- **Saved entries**
# # # # # # #

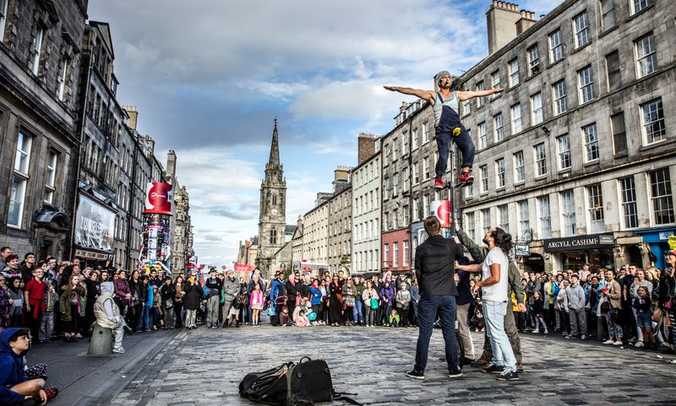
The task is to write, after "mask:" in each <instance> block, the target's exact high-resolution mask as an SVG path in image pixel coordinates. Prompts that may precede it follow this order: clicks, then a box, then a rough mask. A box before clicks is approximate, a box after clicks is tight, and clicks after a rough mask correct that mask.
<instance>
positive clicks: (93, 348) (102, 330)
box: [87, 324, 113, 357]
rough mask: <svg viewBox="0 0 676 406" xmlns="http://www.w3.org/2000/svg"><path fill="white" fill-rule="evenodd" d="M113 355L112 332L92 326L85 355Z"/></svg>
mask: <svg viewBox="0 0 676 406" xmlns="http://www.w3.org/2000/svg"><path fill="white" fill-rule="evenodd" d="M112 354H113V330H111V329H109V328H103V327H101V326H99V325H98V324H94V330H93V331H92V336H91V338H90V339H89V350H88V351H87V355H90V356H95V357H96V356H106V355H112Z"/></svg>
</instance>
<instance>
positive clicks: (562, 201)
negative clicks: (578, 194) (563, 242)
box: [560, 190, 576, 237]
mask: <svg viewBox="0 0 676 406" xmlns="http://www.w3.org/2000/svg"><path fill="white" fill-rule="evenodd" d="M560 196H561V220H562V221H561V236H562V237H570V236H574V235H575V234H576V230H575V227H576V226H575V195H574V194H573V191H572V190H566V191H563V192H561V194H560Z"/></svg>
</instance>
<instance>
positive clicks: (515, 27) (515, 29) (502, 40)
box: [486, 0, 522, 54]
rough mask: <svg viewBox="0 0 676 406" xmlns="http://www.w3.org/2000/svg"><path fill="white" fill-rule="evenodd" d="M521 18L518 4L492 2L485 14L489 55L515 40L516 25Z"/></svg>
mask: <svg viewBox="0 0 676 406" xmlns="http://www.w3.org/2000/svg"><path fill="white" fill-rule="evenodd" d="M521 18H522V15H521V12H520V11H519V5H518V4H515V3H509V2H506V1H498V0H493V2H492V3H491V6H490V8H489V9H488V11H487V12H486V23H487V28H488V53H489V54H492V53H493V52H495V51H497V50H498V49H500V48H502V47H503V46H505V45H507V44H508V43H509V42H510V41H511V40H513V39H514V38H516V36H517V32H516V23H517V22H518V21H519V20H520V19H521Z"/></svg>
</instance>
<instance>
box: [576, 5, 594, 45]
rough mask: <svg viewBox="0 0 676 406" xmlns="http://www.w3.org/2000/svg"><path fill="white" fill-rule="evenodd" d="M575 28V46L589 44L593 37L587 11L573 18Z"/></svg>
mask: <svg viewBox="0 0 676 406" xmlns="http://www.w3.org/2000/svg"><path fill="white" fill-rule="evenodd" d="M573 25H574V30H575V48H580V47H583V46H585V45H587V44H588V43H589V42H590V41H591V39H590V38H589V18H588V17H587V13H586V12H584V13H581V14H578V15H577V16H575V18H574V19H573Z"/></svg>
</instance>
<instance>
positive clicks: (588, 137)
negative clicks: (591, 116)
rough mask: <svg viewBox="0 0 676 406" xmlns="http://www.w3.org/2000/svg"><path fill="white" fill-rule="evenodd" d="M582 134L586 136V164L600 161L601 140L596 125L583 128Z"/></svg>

# # # # # # #

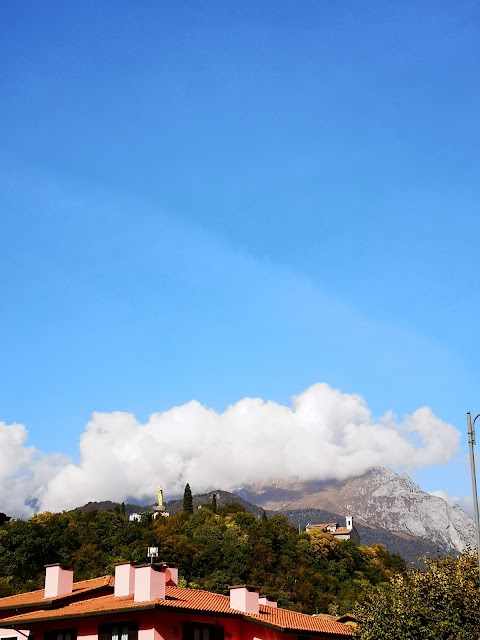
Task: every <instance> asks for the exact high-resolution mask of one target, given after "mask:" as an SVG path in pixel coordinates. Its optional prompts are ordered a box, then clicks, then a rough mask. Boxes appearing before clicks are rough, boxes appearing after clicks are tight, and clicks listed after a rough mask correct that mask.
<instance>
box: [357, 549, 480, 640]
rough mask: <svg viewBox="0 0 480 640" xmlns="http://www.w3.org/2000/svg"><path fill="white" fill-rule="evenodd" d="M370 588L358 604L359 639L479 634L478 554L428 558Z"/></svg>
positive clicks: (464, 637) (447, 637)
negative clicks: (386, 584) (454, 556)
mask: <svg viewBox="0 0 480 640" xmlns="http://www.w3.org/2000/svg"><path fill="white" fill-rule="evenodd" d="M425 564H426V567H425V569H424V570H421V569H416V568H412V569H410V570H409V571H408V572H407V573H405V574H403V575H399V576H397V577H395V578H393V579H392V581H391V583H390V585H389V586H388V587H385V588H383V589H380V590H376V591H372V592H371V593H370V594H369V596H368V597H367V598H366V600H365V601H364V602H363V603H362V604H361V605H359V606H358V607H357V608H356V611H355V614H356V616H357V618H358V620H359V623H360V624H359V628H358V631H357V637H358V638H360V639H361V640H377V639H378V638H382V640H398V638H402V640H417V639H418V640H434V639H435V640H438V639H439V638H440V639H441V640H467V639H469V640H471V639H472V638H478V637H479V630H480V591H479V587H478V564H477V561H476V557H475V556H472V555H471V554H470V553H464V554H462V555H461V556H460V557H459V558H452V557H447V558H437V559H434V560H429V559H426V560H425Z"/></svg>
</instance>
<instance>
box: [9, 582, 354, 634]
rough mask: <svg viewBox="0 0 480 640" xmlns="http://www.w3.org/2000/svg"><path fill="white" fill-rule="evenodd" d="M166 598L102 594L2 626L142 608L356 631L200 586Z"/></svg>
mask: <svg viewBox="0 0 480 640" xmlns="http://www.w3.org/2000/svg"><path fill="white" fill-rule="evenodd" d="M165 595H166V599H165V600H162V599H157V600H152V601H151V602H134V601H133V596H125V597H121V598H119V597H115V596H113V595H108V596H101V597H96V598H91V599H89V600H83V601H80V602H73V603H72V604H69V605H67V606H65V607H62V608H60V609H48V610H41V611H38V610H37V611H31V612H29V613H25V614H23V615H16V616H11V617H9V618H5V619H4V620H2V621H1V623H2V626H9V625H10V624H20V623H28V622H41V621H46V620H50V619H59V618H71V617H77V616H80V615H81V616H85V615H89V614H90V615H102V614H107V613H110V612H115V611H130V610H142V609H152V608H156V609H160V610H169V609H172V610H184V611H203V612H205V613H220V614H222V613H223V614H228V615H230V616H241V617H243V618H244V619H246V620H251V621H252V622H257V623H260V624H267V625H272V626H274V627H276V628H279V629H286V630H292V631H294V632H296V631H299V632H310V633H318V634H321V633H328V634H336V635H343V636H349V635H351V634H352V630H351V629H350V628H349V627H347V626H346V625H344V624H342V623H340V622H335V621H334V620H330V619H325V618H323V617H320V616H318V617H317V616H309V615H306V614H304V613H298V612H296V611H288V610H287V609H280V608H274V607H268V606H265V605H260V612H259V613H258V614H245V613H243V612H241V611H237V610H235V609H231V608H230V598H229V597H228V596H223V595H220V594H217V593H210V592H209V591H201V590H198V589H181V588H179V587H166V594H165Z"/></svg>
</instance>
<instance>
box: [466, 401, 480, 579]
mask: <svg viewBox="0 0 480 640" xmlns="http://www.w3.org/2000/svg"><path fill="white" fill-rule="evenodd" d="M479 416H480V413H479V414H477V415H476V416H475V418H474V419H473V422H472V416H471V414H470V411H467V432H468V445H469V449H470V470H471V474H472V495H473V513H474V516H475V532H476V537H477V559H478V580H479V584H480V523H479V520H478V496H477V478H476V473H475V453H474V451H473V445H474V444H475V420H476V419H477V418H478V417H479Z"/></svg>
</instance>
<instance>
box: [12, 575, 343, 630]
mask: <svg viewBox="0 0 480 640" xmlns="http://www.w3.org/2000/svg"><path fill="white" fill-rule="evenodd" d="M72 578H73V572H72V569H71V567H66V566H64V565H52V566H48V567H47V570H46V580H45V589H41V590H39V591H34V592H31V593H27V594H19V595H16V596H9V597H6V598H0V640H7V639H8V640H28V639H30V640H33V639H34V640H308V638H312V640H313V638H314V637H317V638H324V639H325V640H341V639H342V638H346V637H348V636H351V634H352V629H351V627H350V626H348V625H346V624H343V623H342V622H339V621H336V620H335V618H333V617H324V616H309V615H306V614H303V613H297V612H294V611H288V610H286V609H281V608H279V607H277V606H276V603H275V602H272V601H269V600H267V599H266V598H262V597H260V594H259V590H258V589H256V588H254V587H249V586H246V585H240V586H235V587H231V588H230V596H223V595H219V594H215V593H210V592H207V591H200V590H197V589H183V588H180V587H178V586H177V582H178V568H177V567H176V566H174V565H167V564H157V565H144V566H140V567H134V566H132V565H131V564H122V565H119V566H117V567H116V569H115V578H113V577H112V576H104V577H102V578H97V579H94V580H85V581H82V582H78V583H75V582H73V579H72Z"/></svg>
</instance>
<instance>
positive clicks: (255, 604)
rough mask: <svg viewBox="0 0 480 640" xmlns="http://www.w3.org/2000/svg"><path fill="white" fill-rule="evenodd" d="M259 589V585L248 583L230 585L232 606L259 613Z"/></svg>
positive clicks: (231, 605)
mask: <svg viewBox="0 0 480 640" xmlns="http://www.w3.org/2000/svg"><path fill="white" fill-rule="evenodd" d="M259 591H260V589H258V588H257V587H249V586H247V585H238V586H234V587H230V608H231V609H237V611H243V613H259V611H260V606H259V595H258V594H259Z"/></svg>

# # # # # # #

- **Your assignment**
Extract, word for word, the lines of the records from the one containing "The task is" through the one containing "box: [486, 0, 522, 54]", including both of those lines.

- **Task response**
The task is to write, after "mask:" in each <instance> block, the target's exact high-resolution mask as an SVG path in image pixel coordinates. Prompts that may precede it follow this order: clicks, then a box, then a rough mask. A box before clicks is approximate, a box after clicks is tight, and clicks after a rough mask correct that mask.
<instance>
positive clicks: (93, 348) (102, 330)
box: [87, 324, 113, 357]
rough mask: <svg viewBox="0 0 676 406" xmlns="http://www.w3.org/2000/svg"><path fill="white" fill-rule="evenodd" d="M113 355L112 332L92 326L85 355Z"/></svg>
mask: <svg viewBox="0 0 676 406" xmlns="http://www.w3.org/2000/svg"><path fill="white" fill-rule="evenodd" d="M112 354H113V330H111V329H109V328H103V327H101V326H99V325H98V324H94V330H93V331H92V336H91V338H90V339H89V350H88V351H87V355H90V356H95V357H96V356H106V355H112Z"/></svg>
</instance>
<instance>
positive clicks: (562, 201)
negative clicks: (578, 194) (563, 242)
box: [560, 190, 576, 237]
mask: <svg viewBox="0 0 676 406" xmlns="http://www.w3.org/2000/svg"><path fill="white" fill-rule="evenodd" d="M560 196H561V220H562V221H561V236H562V237H570V236H574V235H575V234H576V230H575V227H576V226H575V195H574V194H573V191H572V190H566V191H563V192H561V194H560Z"/></svg>
</instance>
<instance>
positive clicks: (515, 27) (515, 29) (502, 40)
box: [486, 0, 522, 54]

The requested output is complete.